> TRY IT:
Look through the entries below and copy exactly the part that begins with the line containing "Would you mind spotting the mountain" and ends with the line containing "Would you mind spotting the black and". Do not copy the pictures.
GIVEN DATA Block Start
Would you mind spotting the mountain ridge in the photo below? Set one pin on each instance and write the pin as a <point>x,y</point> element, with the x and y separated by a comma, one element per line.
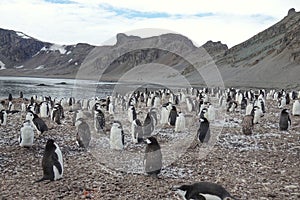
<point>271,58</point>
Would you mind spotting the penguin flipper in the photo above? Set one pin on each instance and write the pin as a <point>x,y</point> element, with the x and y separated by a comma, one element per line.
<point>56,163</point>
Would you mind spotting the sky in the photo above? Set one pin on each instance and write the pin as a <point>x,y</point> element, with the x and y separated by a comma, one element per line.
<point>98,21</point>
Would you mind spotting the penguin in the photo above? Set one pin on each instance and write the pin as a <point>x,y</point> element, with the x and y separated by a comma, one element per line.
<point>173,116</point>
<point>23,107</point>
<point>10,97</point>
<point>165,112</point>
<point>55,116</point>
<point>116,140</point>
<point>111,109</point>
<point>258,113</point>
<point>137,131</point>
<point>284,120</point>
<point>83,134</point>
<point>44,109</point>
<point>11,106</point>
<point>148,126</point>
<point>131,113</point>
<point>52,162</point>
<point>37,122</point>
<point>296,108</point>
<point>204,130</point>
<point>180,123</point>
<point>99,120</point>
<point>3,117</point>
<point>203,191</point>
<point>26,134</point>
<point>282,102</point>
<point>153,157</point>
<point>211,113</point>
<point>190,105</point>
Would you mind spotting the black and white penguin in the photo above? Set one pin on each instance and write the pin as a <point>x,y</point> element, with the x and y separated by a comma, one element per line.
GIVEN DATA Block End
GIVEN DATA Block Start
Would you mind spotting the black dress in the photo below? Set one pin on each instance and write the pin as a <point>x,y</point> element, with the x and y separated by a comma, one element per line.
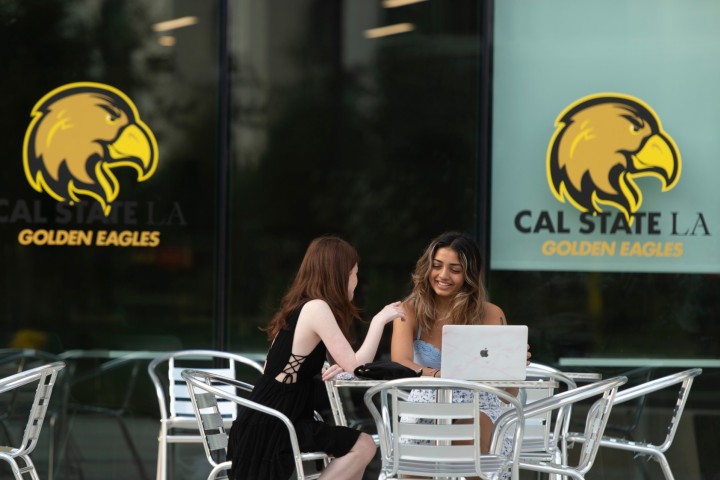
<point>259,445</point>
GIVEN DATA Block End
> ANSWER FOR THIS EXERCISE:
Would you mind spotting the mountain ridge in the photo below? Set one pin on each instance and write the pin as a <point>x,y</point> element, with the x and y separated by a comma, one element per line.
<point>271,58</point>
Would you mind spotting the penguin flipper in the photo above? Set one pin on each instance and write the pin as a <point>x,y</point> element, with the x and y separated by a comma, one element per line.
<point>56,163</point>
Would you mind spotting the sky in the photo above? Set one pin on each instance and write the pin as a <point>x,y</point> element, with the x and y separated by a comma, one element per line.
<point>98,21</point>
Would you mind spotting the penguin in the photo above? Set one pin on each instance and write the pin as a <point>x,y</point> element, with the x and y separated by a comma, one element per line.
<point>173,116</point>
<point>23,107</point>
<point>10,97</point>
<point>165,112</point>
<point>55,116</point>
<point>116,140</point>
<point>111,109</point>
<point>258,113</point>
<point>137,131</point>
<point>284,120</point>
<point>83,134</point>
<point>44,109</point>
<point>11,106</point>
<point>148,126</point>
<point>131,113</point>
<point>52,162</point>
<point>37,122</point>
<point>296,108</point>
<point>204,130</point>
<point>180,123</point>
<point>99,120</point>
<point>3,117</point>
<point>203,191</point>
<point>26,134</point>
<point>282,102</point>
<point>153,157</point>
<point>211,113</point>
<point>190,105</point>
Would you mind spotting the black and white penguin in the photo above? Set one pin on each instance and write the pin as a <point>x,y</point> element, with the x and y separated by a comma, one element per line.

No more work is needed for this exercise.